### TASK DIRECTIONS
Quote the passage from the London Conference text word for word, starting at "The more than" and ending at "late 2010/early 2011.".

### SOURCE TEXT
+++

From the Afghanistan: The London Conference website:
What was agreed?
The more than 70 countries and international organisations present agreed today with the GoA:
* To develop a plan for phased transition to Afghan security lead province by province to begin, provided conditions are met, by late 2010/early 2011.
* Targets for significant increases in the Afghan Army and Police Force supported by the international community: 171,000 Afghan Army and 134,000 Afghan Police by the end of 2011, taking total security force numbers to over 300,000.
* Confirmation of a significant increase in international forces to support the training of Afghan forces. In total, the US have increased levels by 30,000 and the rest of the international community by 9,000, including the German contribution taking total force levels to around 135,000.
* Measures to tackle corruption, including the establishment of an independent Office of High Oversight and an independent Monitoring and Evaluation Mission.
* Better coordinated development assistance to be increasingly channelled through the GoA, supported by reforms to structures and budgets.
* A civilian surge to match the military surge, including new civilian leadership of the international community’s programmes, with the appointment of Mark Sedwill, previously British Ambassador to Afghanistan, as NATO’s Senior Civilian Representative, a new UN representative plus more civilians on the ground to support governance and economic development.
* Enhanced sub-national government to improve delivery of basic services to all Afghans.
* Support for the GoA’s national Peace and Reintegration Programme, including financial support for a Peace and Reintegration Trust Fund, to offer economic alternatives to those who renounce violence, cut links to terrorism and agree to work within the democratic process.
* Support for increased regional co-operation to combat terrorism, violent extremism and the drugs trade, to increase trade and cultural exchange and to create conducive conditions for the return of Afghan refugees.
Together, these measures will ensure we meet the Prime Minister’s call to ‘match the increase in military forces with an increased political momentum, focus the international community on a clear set of priorities across the 43-nation coalition and marshal the maximum international effort to help the Afghan government deliver’.
Noble words indeed! Now, will that translate into tangible results…?
Before the ink has even dried…
Afghan President Hamid Karzai has warned that foreign troops must stay in his country for another decade, as world powers agreed on an exit map including a plan to persuade Taleban fighters to disarm in exchange for jobs and homes…
…"With regard to training and equipping the Afghan security forces, five to 10 years will be enough," Karzai said. "With regard to sustaining them until Afghanistan is financially able to provide for our forces, the time will be extended to 10 to 15 years."

+++

### DATA EXTRACT

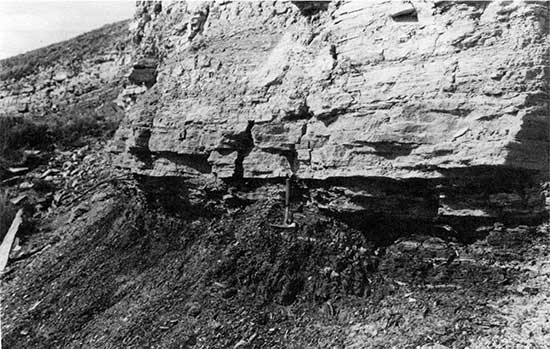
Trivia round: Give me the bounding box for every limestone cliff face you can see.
[116,1,550,223]
[0,21,131,119]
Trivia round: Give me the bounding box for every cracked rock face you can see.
[115,1,550,220]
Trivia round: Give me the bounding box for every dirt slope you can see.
[2,161,550,348]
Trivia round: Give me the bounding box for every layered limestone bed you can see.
[114,1,550,219]
[0,21,131,120]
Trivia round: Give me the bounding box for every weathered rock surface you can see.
[115,1,550,223]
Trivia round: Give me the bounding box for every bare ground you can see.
[1,148,550,348]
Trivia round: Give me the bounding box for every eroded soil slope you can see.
[2,164,550,348]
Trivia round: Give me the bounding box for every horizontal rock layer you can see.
[114,1,550,217]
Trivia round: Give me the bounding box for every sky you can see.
[0,0,135,59]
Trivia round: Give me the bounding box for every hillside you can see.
[0,1,550,349]
[0,21,130,165]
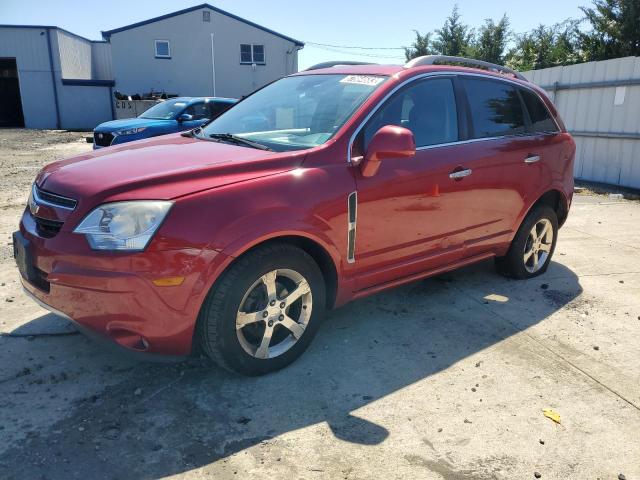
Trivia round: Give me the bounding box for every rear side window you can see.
[520,89,558,133]
[184,102,210,120]
[364,78,458,147]
[464,78,526,138]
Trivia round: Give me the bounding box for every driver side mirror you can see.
[360,125,416,177]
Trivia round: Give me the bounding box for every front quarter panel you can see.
[158,164,355,296]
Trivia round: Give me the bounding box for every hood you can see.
[36,134,305,207]
[94,117,175,133]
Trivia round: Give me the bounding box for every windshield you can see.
[140,98,187,120]
[198,75,386,151]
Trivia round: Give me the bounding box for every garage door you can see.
[0,58,24,127]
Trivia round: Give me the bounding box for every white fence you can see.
[114,100,163,120]
[524,57,640,189]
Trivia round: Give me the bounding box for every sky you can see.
[0,0,591,70]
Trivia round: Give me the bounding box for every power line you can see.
[307,43,405,60]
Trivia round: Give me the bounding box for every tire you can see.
[495,204,558,280]
[195,243,326,376]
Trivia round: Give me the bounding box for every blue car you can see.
[93,97,237,150]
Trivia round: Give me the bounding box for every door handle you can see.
[449,168,471,180]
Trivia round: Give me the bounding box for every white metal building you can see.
[0,25,114,129]
[0,4,304,129]
[102,4,304,98]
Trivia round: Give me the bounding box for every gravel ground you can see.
[0,130,640,480]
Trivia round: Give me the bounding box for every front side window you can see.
[240,43,266,65]
[155,40,171,58]
[463,78,526,138]
[199,74,387,151]
[184,102,209,120]
[140,98,187,120]
[359,78,458,149]
[520,88,558,133]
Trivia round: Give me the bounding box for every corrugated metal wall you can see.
[91,42,113,80]
[56,30,91,79]
[0,27,57,128]
[524,57,640,188]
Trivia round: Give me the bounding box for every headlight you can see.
[73,200,173,251]
[115,127,147,135]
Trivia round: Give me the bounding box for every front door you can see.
[352,77,468,290]
[0,58,24,127]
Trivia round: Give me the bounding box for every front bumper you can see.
[15,209,226,356]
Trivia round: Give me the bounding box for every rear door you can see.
[458,75,543,257]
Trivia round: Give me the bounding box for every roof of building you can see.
[102,3,304,47]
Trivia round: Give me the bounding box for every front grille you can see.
[30,267,51,293]
[93,132,113,147]
[33,217,64,238]
[34,186,78,210]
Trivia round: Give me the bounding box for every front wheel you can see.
[197,244,325,375]
[496,205,558,279]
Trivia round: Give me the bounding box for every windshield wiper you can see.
[180,127,202,138]
[209,133,273,151]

+++

### FINISHED TASK
The more than 70 countries and international organisations present agreed today with the GoA:
* To develop a plan for phased transition to Afghan security lead province by province to begin, provided conditions are met, by late 2010/early 2011.